### Object pointing dataset rows

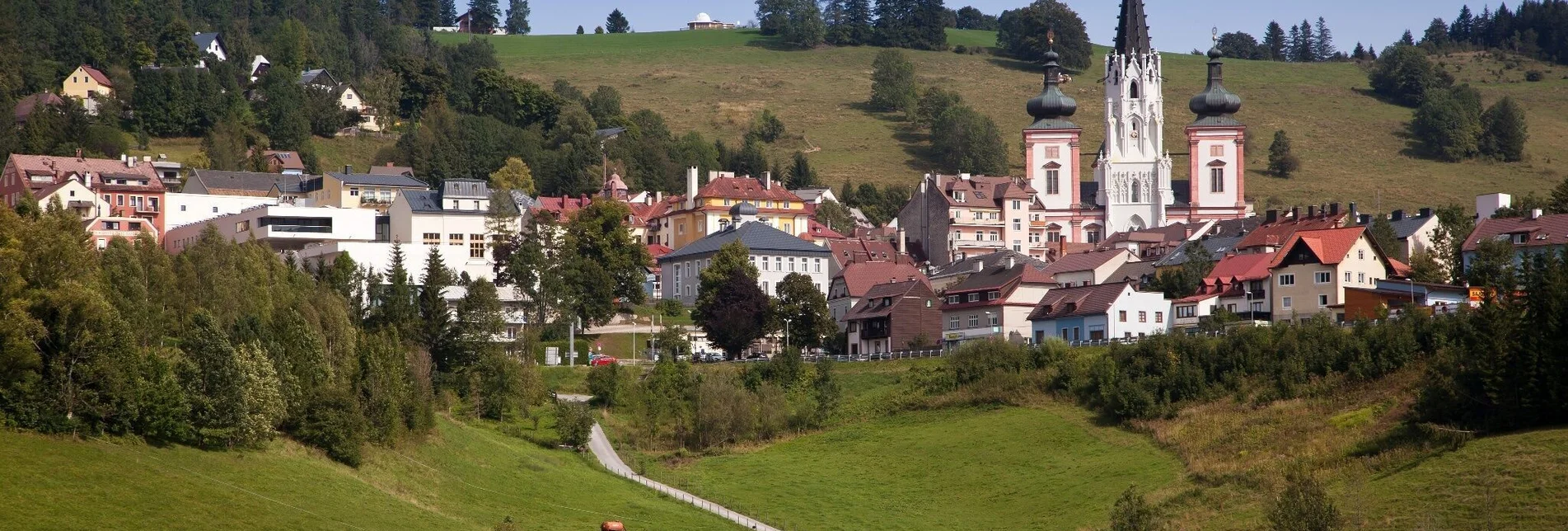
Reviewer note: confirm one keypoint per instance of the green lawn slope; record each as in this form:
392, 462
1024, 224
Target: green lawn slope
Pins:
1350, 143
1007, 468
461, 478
==
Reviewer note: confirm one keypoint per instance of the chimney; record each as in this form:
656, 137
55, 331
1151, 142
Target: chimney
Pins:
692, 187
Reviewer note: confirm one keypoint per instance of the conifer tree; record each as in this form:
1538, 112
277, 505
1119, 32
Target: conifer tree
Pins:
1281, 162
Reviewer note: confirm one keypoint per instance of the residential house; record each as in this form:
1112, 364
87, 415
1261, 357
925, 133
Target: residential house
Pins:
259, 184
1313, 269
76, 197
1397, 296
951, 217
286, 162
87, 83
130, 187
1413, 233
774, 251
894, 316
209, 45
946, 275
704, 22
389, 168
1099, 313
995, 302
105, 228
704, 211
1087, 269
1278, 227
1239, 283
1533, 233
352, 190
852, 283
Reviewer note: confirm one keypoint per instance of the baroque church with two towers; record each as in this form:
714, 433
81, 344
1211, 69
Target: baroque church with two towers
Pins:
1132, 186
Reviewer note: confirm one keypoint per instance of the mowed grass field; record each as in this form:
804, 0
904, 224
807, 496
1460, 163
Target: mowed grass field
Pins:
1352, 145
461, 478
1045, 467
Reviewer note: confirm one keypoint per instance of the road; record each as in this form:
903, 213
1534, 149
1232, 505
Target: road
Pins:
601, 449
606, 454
--
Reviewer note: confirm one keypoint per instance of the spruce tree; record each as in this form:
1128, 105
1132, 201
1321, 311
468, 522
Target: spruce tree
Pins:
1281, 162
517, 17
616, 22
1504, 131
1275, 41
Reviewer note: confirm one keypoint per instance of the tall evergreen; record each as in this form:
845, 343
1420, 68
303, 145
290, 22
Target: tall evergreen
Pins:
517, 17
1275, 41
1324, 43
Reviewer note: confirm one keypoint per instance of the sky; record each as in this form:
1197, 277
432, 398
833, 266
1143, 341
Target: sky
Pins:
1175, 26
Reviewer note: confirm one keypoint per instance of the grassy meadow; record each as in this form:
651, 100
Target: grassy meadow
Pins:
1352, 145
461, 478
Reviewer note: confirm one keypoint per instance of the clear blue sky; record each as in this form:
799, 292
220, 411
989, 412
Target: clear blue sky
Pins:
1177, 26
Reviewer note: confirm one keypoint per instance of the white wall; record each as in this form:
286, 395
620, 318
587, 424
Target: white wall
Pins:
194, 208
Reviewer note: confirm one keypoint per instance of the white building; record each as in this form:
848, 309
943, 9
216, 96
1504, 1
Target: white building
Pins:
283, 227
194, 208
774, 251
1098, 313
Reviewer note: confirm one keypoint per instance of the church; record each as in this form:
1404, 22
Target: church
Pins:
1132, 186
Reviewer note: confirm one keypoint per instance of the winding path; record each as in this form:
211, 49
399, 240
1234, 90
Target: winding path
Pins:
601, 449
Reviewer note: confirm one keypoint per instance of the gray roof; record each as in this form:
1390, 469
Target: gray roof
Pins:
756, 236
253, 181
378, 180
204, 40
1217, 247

### Problem description
From the listing above, pull out every line that contains the word "with" and copy those lines.

### Reply
Reviewer note: confirm one keypoint per instance of the baroque church with two towers; record each as in this form:
Target: baroque church with two towers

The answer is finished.